(Items from a dataset)
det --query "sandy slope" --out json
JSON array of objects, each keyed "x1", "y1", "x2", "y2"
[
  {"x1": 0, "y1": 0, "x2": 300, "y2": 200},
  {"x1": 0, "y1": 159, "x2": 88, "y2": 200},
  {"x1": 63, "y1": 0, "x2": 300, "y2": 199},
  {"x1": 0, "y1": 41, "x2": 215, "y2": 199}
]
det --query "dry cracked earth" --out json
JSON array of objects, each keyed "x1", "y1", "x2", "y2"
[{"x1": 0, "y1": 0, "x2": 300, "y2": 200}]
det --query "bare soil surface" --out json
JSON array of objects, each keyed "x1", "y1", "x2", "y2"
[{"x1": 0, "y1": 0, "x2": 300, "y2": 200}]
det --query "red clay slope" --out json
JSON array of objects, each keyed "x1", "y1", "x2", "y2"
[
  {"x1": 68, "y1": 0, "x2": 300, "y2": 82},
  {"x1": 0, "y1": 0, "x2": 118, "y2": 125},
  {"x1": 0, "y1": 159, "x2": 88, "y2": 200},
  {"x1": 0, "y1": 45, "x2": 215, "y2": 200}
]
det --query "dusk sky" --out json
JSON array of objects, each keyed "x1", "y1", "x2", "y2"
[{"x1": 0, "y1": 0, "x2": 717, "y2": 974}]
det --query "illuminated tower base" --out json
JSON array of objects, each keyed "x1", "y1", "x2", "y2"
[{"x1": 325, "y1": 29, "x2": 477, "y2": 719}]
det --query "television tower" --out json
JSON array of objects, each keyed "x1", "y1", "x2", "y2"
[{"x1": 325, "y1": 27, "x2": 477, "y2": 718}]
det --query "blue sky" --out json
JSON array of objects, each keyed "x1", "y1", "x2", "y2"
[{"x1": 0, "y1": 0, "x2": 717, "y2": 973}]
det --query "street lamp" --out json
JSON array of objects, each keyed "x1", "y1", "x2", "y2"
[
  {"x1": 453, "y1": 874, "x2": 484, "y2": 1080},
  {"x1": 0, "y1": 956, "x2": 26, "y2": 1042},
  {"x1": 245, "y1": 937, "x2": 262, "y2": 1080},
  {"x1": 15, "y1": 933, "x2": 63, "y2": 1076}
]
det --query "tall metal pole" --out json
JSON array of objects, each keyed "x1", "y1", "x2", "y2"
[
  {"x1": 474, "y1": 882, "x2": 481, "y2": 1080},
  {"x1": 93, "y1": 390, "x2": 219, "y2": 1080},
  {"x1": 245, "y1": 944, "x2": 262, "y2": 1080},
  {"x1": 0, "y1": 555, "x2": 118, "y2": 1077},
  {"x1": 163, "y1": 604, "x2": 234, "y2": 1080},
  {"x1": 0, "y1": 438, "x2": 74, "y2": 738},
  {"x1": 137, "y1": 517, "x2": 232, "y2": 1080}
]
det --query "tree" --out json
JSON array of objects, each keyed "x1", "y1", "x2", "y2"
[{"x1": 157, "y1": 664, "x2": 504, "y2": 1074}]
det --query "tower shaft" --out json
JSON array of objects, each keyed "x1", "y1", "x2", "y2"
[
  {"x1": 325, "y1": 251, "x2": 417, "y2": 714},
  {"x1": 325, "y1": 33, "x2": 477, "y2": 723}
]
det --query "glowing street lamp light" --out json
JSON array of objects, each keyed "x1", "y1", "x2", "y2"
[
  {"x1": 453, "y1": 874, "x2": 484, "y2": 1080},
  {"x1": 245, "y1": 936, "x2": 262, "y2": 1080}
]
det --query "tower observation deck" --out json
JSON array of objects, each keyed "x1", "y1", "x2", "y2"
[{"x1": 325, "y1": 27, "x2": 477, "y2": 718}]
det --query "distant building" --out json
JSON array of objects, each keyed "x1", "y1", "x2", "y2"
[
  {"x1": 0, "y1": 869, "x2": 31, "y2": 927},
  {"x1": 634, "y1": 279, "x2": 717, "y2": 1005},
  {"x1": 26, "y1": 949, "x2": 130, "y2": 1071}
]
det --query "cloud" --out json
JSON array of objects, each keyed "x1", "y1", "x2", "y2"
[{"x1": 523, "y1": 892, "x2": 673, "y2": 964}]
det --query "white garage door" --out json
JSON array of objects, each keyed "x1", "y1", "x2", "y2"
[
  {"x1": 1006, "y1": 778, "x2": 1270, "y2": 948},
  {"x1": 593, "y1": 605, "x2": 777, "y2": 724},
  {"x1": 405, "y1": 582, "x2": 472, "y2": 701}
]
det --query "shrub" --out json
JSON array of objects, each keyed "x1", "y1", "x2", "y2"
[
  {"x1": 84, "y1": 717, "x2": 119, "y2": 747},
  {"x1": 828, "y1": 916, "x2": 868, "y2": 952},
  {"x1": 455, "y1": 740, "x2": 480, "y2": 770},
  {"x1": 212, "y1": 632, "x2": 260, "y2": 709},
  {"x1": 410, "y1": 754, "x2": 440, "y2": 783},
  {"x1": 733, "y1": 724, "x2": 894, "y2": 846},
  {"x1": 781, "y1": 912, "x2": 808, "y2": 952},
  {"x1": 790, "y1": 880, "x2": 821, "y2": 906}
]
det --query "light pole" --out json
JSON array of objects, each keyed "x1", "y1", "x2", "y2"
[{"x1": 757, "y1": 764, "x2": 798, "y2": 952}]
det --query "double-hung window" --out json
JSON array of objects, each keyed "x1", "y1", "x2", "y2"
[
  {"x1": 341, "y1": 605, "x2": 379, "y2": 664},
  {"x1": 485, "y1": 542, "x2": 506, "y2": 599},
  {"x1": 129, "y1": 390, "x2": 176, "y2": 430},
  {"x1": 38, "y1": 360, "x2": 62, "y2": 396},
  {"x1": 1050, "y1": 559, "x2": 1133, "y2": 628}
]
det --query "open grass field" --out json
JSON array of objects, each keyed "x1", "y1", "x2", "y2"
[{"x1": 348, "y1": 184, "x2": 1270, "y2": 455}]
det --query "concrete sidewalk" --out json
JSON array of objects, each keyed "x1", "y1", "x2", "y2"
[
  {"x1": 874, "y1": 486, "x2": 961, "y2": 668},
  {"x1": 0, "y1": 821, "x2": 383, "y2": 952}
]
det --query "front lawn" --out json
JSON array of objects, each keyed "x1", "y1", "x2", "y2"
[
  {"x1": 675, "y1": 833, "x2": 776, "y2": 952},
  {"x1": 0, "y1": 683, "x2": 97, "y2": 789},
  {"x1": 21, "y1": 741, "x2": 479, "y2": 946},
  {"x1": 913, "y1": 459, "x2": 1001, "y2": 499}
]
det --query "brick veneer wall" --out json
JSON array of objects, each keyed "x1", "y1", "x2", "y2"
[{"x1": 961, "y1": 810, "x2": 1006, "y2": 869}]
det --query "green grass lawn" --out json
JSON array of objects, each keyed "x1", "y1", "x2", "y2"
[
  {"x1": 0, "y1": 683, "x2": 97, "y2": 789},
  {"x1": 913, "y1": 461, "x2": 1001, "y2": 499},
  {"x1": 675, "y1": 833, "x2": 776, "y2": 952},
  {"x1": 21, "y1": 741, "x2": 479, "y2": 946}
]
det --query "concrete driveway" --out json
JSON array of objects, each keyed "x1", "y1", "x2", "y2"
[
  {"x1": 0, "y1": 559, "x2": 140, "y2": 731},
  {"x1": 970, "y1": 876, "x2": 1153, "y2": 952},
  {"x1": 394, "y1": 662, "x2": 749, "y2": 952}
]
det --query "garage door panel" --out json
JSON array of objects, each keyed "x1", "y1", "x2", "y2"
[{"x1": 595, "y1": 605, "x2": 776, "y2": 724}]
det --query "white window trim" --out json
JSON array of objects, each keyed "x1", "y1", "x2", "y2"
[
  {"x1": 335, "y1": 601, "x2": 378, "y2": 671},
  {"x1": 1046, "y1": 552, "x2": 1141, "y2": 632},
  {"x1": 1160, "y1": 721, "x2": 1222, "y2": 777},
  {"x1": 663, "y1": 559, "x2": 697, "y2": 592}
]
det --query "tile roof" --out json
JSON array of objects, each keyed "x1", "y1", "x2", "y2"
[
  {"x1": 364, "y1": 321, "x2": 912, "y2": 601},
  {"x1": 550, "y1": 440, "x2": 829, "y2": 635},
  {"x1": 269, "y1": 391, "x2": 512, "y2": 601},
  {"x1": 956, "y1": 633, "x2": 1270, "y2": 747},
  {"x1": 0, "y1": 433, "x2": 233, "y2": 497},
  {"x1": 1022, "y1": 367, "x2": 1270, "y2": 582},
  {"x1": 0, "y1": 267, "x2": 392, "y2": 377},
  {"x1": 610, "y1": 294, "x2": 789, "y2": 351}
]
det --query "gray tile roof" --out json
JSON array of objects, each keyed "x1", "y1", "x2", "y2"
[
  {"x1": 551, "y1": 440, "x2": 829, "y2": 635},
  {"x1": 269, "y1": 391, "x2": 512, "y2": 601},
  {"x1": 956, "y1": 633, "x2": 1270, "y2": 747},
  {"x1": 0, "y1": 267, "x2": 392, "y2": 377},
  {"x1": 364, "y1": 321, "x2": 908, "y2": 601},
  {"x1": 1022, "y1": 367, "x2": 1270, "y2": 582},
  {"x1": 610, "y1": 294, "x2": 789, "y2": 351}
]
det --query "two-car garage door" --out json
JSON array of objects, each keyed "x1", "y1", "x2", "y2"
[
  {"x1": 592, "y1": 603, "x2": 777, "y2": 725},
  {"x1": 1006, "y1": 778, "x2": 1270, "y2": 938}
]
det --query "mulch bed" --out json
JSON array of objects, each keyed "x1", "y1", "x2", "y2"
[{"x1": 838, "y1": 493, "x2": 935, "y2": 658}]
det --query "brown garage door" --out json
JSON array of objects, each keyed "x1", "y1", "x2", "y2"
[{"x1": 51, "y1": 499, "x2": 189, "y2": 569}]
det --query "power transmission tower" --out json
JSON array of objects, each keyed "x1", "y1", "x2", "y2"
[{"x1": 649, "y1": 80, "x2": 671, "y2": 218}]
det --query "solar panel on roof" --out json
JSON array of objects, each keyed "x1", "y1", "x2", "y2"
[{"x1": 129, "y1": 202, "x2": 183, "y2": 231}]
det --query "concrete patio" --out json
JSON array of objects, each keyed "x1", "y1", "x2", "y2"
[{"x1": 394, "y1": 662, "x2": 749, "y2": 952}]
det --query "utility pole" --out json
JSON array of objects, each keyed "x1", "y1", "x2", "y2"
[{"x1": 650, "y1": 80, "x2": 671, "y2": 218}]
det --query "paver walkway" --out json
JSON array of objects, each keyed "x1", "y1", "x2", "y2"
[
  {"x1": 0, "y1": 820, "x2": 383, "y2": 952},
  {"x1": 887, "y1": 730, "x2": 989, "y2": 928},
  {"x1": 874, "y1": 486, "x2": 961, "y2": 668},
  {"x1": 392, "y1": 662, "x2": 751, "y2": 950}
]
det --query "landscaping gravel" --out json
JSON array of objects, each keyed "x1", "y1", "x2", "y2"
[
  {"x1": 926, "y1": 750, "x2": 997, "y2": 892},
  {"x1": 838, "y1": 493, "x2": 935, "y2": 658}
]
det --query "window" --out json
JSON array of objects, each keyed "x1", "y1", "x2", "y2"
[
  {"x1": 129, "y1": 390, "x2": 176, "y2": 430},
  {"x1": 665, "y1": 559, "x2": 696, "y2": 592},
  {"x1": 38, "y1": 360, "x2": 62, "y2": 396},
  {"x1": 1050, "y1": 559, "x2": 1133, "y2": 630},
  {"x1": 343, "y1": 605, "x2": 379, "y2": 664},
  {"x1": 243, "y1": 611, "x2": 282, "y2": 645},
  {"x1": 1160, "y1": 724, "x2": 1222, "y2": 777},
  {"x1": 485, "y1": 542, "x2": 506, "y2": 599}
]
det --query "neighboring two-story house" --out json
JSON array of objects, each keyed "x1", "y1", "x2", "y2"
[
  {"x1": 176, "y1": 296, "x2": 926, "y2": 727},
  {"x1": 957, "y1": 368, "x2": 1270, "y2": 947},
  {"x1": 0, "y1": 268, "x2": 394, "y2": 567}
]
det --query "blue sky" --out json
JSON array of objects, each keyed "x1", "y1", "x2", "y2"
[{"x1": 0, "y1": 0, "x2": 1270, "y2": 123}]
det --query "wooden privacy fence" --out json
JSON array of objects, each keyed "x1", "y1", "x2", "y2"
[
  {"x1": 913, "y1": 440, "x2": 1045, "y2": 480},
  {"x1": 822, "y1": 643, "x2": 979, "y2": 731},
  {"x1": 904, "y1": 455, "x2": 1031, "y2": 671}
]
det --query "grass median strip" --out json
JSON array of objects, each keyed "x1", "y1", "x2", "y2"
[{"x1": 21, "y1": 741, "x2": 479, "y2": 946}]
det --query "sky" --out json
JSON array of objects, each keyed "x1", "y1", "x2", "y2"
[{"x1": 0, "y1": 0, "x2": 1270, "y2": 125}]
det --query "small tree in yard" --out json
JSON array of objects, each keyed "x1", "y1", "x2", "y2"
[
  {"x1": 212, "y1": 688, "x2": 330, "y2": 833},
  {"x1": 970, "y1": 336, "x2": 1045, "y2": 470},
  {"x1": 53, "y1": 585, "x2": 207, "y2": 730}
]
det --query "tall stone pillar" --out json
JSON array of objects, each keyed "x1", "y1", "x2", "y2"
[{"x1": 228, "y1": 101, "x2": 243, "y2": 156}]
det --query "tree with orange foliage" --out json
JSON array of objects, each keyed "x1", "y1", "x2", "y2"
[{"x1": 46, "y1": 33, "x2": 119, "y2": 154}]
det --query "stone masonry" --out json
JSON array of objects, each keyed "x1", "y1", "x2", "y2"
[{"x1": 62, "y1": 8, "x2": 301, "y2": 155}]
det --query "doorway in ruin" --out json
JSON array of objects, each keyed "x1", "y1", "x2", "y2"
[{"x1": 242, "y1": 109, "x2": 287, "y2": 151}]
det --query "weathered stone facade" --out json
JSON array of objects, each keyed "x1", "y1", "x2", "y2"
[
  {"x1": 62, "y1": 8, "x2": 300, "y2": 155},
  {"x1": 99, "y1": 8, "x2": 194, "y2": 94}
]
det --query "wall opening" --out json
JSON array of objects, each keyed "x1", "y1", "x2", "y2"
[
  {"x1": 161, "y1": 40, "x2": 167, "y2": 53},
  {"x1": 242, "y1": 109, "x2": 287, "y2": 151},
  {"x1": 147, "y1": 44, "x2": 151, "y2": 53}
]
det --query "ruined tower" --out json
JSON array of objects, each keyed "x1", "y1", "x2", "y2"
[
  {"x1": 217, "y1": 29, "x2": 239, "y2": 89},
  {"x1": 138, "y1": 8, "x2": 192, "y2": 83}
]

**WORK TO BE COMPLETED**:
List every line of the items above that contains the string "garage".

**CORRECT OUTPUT**:
det --query "white garage door" --out json
det --query "garage door panel" --out json
det --query "two-car garage door" --out json
det --query "brown garage door" --out json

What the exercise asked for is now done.